**Data listing**
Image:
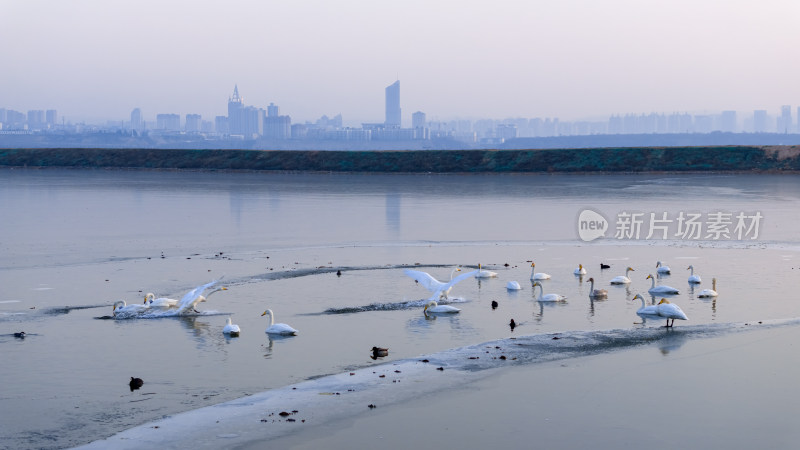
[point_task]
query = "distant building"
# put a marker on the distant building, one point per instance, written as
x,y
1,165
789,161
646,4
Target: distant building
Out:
x,y
277,127
418,120
393,111
221,125
273,110
51,117
168,122
193,123
703,124
236,113
728,121
785,120
35,119
760,121
136,120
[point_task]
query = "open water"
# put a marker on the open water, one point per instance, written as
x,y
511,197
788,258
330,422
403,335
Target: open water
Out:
x,y
74,242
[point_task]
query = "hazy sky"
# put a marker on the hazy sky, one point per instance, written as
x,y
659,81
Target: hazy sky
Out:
x,y
573,59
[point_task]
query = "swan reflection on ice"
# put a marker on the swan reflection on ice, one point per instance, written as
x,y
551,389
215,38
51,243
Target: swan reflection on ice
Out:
x,y
440,290
187,305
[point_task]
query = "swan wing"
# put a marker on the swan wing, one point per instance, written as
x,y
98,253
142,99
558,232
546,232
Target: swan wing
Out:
x,y
191,296
426,280
458,279
445,287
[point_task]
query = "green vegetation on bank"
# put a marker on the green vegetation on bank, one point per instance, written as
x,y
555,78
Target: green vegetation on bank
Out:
x,y
643,159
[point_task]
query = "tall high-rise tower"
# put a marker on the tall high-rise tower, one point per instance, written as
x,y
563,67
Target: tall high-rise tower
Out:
x,y
393,105
235,112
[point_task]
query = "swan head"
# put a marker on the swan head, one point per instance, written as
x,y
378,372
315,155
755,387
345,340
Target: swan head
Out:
x,y
119,304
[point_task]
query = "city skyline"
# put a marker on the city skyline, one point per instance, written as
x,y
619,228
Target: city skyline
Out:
x,y
576,60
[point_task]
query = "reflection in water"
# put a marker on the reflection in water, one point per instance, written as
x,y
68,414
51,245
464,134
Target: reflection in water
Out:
x,y
672,341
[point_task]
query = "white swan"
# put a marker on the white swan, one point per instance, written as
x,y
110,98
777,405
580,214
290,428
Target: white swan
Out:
x,y
645,309
538,276
706,293
694,279
231,328
670,311
663,289
622,279
189,302
485,273
596,293
548,297
161,302
278,328
434,307
440,290
125,310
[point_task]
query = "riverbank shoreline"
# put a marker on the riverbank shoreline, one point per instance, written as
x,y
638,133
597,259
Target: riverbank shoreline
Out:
x,y
738,159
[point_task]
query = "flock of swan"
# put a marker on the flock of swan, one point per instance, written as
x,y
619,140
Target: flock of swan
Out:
x,y
167,307
664,309
440,290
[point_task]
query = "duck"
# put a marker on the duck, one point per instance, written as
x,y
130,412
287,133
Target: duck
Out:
x,y
123,310
693,279
379,352
230,328
670,311
434,307
645,309
707,293
663,289
596,293
622,279
548,297
440,290
161,302
539,275
485,273
278,328
135,383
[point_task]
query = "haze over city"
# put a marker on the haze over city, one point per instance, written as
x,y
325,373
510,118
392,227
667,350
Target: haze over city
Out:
x,y
96,60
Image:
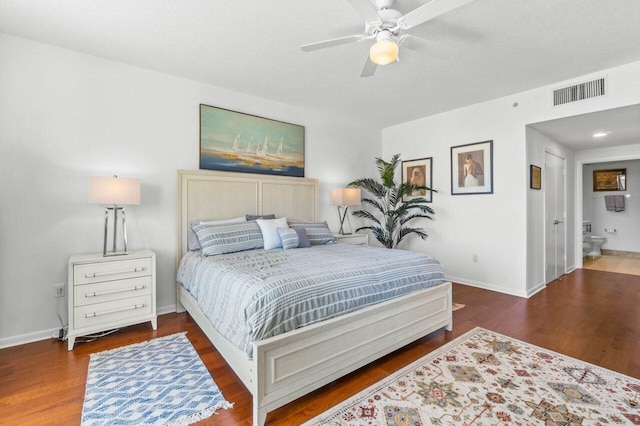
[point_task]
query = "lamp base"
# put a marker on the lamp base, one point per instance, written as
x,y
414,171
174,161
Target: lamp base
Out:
x,y
114,251
342,217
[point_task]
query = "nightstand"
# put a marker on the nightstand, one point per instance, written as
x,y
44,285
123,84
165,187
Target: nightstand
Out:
x,y
110,292
357,239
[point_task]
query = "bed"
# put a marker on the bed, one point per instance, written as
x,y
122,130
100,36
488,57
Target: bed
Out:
x,y
278,369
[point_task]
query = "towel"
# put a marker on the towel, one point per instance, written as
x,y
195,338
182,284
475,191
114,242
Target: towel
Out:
x,y
614,203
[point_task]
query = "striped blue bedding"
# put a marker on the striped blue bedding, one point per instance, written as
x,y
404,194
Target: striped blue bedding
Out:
x,y
256,294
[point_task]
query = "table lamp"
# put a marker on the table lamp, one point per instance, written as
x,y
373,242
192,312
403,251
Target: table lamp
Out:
x,y
115,192
343,198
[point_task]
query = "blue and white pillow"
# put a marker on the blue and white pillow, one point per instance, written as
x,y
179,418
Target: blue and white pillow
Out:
x,y
228,238
192,239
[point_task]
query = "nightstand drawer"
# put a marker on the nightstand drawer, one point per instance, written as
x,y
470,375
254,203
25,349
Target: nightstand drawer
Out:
x,y
104,313
111,290
113,270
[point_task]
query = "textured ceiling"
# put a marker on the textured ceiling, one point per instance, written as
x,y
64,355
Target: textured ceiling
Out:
x,y
498,47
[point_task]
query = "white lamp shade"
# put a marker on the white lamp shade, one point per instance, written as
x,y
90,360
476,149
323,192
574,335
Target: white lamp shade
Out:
x,y
345,197
383,52
114,190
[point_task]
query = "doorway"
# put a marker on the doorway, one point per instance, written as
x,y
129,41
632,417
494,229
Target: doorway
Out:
x,y
555,216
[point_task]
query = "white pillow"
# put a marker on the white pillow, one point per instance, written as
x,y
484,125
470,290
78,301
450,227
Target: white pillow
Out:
x,y
269,228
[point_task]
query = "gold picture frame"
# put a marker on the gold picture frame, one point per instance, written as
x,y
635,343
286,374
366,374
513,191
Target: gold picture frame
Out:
x,y
472,168
418,172
610,180
535,177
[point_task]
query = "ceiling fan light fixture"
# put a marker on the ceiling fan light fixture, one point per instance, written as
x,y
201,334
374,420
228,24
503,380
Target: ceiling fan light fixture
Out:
x,y
383,52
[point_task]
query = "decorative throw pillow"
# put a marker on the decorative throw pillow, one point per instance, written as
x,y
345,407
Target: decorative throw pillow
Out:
x,y
269,228
303,239
318,232
192,239
257,216
228,238
289,238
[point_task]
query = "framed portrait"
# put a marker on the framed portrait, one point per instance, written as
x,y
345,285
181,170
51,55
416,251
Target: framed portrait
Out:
x,y
535,177
472,168
237,142
610,180
418,172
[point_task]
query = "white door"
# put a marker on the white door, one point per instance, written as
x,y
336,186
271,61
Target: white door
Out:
x,y
555,217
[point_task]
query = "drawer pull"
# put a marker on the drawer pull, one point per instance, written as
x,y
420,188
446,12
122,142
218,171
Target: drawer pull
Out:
x,y
104,274
113,311
119,290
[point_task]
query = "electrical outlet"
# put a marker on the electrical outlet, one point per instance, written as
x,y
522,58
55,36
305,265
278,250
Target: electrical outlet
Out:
x,y
58,290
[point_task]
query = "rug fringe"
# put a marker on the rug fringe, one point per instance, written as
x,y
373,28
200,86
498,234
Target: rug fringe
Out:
x,y
204,414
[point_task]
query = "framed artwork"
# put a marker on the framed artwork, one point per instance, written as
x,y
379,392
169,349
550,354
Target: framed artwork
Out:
x,y
610,180
418,172
237,142
535,177
472,168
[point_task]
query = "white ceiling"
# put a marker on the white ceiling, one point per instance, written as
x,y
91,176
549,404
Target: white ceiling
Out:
x,y
499,47
622,126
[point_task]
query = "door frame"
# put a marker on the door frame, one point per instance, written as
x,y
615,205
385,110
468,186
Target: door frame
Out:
x,y
591,157
548,151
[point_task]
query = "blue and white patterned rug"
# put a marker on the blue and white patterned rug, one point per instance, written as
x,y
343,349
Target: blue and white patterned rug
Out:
x,y
159,382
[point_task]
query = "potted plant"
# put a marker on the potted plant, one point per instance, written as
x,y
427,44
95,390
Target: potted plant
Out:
x,y
391,214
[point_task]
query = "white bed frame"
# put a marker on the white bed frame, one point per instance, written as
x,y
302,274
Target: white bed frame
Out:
x,y
293,364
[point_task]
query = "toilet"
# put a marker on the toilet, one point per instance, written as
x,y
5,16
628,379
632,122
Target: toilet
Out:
x,y
596,242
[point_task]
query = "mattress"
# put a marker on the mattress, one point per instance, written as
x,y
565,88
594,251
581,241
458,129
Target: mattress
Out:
x,y
256,294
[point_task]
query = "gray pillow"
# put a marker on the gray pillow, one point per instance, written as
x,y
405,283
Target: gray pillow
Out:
x,y
318,232
192,239
289,238
258,216
303,239
228,238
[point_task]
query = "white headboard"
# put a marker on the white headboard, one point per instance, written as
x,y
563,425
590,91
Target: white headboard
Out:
x,y
204,194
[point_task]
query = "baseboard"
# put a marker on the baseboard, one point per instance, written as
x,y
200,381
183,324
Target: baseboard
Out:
x,y
622,253
36,336
22,339
486,286
539,287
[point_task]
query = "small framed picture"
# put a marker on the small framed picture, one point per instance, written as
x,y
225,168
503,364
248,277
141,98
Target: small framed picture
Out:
x,y
418,172
472,168
535,177
610,180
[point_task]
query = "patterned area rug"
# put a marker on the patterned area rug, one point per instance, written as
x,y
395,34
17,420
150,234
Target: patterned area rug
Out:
x,y
159,382
484,378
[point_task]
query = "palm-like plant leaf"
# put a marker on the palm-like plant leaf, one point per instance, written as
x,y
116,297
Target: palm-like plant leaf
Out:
x,y
391,213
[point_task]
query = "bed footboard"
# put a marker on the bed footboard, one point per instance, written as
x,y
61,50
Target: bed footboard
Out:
x,y
303,360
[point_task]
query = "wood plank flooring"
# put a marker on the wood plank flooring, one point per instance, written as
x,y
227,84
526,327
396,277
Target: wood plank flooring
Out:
x,y
613,263
590,315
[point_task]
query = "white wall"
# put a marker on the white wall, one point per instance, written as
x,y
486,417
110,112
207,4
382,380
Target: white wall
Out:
x,y
495,226
627,237
66,116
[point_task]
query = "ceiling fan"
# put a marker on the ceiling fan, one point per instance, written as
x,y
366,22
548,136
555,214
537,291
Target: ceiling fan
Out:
x,y
387,27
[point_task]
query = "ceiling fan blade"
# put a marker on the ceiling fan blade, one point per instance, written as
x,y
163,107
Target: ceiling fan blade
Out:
x,y
427,47
366,10
431,10
369,68
331,43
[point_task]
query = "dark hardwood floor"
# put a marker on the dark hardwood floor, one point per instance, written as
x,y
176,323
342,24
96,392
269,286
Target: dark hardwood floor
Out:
x,y
590,315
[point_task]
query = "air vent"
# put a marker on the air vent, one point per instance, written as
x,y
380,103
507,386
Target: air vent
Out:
x,y
579,92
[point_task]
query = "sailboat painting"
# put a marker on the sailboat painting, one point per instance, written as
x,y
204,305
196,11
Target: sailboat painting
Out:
x,y
238,142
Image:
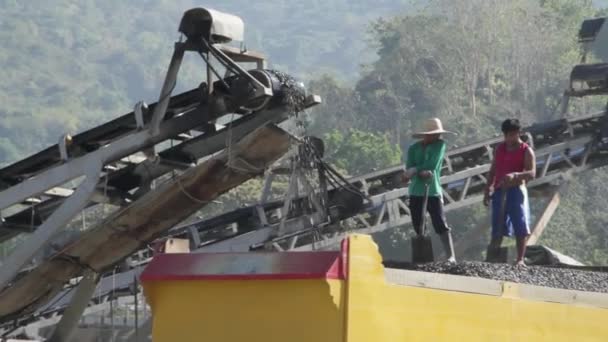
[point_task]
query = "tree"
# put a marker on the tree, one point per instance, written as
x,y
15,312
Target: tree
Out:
x,y
359,152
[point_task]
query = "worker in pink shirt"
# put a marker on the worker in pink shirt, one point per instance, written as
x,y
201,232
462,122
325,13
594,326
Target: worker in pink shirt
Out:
x,y
513,165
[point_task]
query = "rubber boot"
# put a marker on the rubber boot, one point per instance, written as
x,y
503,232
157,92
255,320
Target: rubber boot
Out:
x,y
448,245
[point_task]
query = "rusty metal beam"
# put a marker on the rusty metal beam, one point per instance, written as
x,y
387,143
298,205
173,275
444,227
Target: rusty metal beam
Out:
x,y
125,231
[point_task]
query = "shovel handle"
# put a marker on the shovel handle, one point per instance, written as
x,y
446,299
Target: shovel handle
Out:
x,y
424,207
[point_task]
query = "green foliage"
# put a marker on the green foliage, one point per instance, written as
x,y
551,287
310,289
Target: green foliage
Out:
x,y
360,152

**Challenge**
Find every line in the rows above that contains the word "decorative" and copy each of those lines.

**Full answer**
query = "decorative throw pillow"
# put a marker on the decorative throw pillow, one point per instance, written as
Target: decorative throw pillow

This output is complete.